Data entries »
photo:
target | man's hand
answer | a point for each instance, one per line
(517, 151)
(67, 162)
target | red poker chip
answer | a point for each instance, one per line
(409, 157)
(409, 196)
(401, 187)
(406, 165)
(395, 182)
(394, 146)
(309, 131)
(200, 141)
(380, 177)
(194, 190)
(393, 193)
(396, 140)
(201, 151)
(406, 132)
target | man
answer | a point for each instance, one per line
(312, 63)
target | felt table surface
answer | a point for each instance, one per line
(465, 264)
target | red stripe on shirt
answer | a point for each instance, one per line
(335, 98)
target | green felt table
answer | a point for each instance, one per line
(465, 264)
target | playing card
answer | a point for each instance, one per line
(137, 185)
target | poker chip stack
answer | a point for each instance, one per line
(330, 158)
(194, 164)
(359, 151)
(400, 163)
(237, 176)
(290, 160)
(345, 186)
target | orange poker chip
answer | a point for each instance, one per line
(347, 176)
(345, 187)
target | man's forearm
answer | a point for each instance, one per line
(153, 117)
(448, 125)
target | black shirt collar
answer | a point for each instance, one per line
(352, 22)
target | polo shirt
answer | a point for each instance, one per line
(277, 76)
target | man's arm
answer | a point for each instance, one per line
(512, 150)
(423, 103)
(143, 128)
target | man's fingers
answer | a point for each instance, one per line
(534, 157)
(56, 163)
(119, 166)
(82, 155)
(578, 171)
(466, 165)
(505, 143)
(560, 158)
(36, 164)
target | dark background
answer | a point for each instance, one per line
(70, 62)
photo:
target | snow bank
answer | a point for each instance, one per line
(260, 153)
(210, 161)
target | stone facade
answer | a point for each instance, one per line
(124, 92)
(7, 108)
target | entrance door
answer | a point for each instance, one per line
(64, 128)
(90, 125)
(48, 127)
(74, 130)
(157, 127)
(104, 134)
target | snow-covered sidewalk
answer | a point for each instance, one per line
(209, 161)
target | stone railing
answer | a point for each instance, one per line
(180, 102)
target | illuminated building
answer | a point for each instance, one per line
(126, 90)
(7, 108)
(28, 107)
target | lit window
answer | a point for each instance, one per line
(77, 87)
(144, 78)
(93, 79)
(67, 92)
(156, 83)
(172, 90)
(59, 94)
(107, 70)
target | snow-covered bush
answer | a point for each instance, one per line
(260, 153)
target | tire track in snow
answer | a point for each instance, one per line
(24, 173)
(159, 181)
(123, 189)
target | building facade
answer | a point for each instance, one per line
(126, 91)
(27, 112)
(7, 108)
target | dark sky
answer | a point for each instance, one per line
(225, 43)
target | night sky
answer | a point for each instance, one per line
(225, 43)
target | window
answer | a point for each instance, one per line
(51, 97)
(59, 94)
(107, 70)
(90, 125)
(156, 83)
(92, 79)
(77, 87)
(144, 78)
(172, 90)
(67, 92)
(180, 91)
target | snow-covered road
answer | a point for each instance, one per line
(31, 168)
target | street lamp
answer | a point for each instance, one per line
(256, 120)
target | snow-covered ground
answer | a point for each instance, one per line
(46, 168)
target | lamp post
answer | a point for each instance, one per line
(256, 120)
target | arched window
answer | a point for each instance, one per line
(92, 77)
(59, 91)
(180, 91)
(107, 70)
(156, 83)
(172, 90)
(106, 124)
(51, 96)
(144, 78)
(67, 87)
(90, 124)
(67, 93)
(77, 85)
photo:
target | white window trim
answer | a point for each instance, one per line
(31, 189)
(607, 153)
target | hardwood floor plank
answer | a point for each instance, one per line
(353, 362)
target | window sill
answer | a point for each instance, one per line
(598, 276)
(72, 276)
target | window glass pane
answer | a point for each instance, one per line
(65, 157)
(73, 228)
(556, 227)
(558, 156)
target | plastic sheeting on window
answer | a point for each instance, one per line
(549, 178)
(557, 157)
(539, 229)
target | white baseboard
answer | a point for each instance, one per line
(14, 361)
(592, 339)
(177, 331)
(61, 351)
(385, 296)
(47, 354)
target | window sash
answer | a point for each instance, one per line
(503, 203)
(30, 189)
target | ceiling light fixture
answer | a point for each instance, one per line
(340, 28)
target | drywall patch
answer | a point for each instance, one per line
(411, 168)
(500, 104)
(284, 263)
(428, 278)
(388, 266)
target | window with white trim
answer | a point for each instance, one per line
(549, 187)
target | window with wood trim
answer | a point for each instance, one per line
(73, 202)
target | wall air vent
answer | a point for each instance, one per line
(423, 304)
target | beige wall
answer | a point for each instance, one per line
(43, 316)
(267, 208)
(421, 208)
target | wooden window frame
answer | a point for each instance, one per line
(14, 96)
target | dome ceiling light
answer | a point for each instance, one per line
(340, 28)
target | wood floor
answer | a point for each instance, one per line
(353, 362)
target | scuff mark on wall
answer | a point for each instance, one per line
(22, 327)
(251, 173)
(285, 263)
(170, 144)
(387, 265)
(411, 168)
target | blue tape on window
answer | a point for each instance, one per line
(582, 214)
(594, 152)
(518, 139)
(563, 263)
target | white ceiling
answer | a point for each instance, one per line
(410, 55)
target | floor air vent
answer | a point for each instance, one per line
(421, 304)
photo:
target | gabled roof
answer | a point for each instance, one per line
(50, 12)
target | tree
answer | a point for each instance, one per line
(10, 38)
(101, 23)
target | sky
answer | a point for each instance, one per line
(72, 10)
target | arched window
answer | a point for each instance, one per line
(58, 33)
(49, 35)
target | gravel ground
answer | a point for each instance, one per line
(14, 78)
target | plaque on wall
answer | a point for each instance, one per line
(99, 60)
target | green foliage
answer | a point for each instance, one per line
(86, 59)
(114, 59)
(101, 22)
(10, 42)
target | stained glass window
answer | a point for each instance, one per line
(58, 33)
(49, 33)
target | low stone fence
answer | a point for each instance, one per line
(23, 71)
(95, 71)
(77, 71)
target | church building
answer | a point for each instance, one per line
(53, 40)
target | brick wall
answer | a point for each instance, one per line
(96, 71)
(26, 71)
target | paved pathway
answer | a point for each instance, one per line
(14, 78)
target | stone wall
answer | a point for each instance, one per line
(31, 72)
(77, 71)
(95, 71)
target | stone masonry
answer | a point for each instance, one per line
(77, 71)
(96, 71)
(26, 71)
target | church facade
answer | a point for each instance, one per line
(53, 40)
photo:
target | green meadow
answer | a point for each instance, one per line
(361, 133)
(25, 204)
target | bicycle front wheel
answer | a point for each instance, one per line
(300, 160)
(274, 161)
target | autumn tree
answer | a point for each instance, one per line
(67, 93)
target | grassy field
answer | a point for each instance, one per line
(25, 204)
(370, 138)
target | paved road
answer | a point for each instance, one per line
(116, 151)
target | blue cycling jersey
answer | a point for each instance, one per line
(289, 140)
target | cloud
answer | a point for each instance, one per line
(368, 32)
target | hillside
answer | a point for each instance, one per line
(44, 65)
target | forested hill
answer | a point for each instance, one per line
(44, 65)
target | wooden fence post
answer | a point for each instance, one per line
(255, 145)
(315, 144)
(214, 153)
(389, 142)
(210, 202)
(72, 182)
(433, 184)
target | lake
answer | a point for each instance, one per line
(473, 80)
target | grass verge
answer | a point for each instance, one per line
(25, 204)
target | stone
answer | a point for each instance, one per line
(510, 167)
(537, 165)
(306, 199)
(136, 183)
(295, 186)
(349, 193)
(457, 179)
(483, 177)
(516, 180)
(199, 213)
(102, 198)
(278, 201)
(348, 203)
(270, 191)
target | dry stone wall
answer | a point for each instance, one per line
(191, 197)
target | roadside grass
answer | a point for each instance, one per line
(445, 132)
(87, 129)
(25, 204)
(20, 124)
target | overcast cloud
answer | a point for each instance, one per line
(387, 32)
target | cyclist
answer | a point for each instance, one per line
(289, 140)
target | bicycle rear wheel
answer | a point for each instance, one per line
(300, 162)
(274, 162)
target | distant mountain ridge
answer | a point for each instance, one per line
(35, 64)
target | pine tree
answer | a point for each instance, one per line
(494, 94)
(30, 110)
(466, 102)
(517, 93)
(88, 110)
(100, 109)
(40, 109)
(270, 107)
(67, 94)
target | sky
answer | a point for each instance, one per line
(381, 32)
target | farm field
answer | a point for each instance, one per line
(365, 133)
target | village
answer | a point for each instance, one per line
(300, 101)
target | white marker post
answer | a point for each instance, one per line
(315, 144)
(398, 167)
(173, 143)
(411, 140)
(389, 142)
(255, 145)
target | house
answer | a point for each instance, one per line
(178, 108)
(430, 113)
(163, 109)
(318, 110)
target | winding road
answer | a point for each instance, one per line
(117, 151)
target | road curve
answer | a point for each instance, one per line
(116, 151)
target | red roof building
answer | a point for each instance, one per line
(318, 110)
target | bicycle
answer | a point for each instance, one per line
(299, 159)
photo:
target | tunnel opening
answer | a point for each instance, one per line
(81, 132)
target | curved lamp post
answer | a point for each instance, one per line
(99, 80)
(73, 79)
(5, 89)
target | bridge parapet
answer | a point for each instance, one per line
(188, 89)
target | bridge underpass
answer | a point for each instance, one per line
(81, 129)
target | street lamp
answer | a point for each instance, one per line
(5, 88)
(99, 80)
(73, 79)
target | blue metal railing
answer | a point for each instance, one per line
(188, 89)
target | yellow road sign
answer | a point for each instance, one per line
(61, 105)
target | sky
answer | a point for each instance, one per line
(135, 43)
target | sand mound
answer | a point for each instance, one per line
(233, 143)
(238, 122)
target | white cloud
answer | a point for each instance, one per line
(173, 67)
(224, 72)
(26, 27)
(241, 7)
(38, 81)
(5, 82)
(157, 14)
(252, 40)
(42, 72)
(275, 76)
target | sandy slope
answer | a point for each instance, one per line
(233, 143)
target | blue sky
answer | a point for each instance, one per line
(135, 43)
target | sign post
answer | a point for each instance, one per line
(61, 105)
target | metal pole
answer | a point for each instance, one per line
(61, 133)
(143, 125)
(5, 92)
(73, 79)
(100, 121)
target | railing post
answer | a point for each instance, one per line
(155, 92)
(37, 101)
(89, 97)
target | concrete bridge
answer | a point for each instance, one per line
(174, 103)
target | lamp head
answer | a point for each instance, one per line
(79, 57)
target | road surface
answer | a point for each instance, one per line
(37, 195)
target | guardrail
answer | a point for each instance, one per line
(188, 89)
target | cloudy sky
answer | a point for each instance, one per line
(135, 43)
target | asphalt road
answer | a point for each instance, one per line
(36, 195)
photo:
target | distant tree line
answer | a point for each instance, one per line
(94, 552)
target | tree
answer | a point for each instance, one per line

Problem requirements » The expected answer is a copy of each line in the records that holds the word "wooden".

Output of the task »
target | wooden window frame
target | wooden fence post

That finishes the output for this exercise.